[Region pointing data]

####################

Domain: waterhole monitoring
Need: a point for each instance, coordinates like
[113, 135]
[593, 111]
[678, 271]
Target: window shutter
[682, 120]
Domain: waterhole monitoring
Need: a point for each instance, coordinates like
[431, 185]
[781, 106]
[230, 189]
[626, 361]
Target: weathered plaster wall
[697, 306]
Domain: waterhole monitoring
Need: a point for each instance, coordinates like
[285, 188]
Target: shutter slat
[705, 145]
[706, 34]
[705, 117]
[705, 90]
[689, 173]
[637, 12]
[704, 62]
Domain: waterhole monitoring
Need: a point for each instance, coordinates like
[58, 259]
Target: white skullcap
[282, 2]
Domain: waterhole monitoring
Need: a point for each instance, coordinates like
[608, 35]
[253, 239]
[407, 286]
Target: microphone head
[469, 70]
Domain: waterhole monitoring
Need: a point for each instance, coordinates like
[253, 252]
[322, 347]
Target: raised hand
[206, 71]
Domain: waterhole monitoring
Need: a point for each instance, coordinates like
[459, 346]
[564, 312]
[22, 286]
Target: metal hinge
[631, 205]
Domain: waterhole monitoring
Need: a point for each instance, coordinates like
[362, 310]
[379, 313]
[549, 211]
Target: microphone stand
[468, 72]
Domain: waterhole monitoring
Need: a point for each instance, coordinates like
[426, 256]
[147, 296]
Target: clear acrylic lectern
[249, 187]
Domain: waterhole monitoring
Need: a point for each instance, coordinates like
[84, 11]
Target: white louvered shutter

####################

▶ DIRECTIONS: Nothing is to be altered; retype each entry exactly.

▶ REPLY:
Domain: waterhole monitoring
Need: a point for each instance, coordinates like
[113, 135]
[593, 111]
[678, 271]
Target: window shutter
[682, 120]
Domain: waterhole monitoring
Need: a point for each instance, coordinates like
[431, 185]
[781, 106]
[230, 189]
[626, 361]
Target: weathered plaster wall
[697, 306]
Domain: waterhole monitoring
Need: a point for each instance, coordinates like
[285, 188]
Target: shutter slat
[705, 145]
[706, 34]
[705, 117]
[705, 90]
[689, 173]
[637, 12]
[704, 62]
Domain: waterhole monitoring
Need: a point for each instance, coordinates like
[58, 259]
Target: white skullcap
[282, 2]
Domain: waterhole monitoring
Need: a point for each instance, coordinates like
[608, 35]
[253, 239]
[407, 286]
Target: microphone head
[469, 70]
Domain: waterhole monitoring
Need: a point for each instance, coordinates like
[253, 252]
[322, 347]
Target: raised hand
[206, 71]
Domain: waterhole monitoring
Need: a point for each instance, coordinates like
[459, 346]
[564, 312]
[22, 286]
Target: metal hinge
[631, 205]
Domain: waterhole monitoring
Need: a point for each instance, coordinates like
[362, 310]
[379, 313]
[549, 211]
Target: microphone stand
[468, 72]
Domain: waterhole monitoring
Need: a point for each instance, coordinates like
[426, 256]
[147, 296]
Target: clear acrylic lectern
[249, 187]
Domain: waterhole monitoring
Need: a point for each instance, coordinates like
[84, 11]
Target: white louvered shutter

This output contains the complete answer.